Copy the listing below line for line, keeping every character and number unchanged.

Provided information:
"""
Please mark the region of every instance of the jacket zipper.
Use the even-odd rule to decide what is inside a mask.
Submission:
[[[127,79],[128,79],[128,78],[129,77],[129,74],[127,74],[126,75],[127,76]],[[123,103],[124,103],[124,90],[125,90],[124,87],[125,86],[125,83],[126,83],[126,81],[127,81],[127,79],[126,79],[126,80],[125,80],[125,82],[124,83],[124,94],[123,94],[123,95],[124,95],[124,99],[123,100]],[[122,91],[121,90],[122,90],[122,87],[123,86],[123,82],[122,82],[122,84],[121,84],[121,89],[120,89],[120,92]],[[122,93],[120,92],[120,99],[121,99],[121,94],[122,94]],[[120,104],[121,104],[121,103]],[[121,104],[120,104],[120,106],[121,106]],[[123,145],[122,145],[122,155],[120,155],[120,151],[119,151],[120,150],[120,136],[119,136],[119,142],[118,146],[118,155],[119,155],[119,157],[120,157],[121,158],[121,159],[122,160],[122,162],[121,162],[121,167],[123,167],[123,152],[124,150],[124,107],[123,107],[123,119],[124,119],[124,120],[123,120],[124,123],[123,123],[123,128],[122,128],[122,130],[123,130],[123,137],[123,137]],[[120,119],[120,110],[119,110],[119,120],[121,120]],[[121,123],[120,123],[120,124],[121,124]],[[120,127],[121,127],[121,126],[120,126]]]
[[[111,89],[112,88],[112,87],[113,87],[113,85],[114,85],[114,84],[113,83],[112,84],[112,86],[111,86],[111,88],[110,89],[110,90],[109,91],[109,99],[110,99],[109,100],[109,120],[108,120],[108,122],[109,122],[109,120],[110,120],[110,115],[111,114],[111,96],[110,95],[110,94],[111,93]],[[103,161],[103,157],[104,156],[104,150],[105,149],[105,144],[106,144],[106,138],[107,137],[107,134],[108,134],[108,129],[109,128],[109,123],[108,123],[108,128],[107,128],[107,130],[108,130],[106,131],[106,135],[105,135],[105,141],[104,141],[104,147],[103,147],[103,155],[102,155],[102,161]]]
"""
Solution for this exercise:
Please mark the region of every instance of the jacket zipper.
Use the even-odd rule to decide what is inside a mask.
Submission:
[[[127,79],[128,79],[128,78],[129,77],[129,74],[127,74],[126,75],[127,76]],[[123,103],[124,103],[124,90],[125,90],[124,87],[125,86],[125,83],[126,83],[126,81],[127,81],[127,79],[126,79],[126,80],[125,80],[125,82],[124,83],[124,94],[123,94],[123,95],[124,95],[124,99],[123,100]],[[122,91],[121,90],[122,90],[122,87],[123,86],[123,82],[122,82],[122,84],[121,84],[121,89],[120,89],[120,92]],[[122,93],[120,92],[120,99],[121,99],[121,94],[122,94]],[[120,104],[121,104],[121,103]],[[121,104],[120,104],[120,106],[121,106]],[[123,145],[122,145],[122,155],[120,155],[120,151],[119,151],[120,150],[120,136],[119,136],[119,142],[118,146],[118,155],[119,155],[119,157],[120,157],[121,158],[121,159],[122,160],[122,162],[121,162],[121,167],[123,167],[123,152],[124,150],[124,107],[123,107],[123,119],[124,119],[124,120],[123,120],[124,123],[123,123],[123,128],[122,128],[122,130],[123,130],[123,137],[123,137]],[[120,119],[120,110],[119,110],[119,120],[121,120]],[[121,123],[120,123],[120,124],[121,124]],[[120,127],[121,127],[121,126],[120,126]]]
[[[111,89],[112,88],[112,87],[113,87],[113,85],[114,85],[114,84],[113,83],[112,84],[112,86],[111,86],[111,88],[110,89],[110,90],[109,91],[109,99],[110,99],[109,100],[109,120],[108,120],[108,122],[109,122],[109,120],[110,120],[110,115],[111,114],[111,96],[110,95],[110,94],[111,93]],[[103,161],[103,157],[104,156],[104,150],[105,149],[105,144],[106,144],[106,138],[107,137],[107,134],[108,134],[108,129],[109,128],[109,123],[108,123],[108,128],[107,128],[107,130],[108,130],[106,131],[106,135],[105,135],[105,141],[104,141],[104,147],[103,147],[103,155],[102,155],[102,161]]]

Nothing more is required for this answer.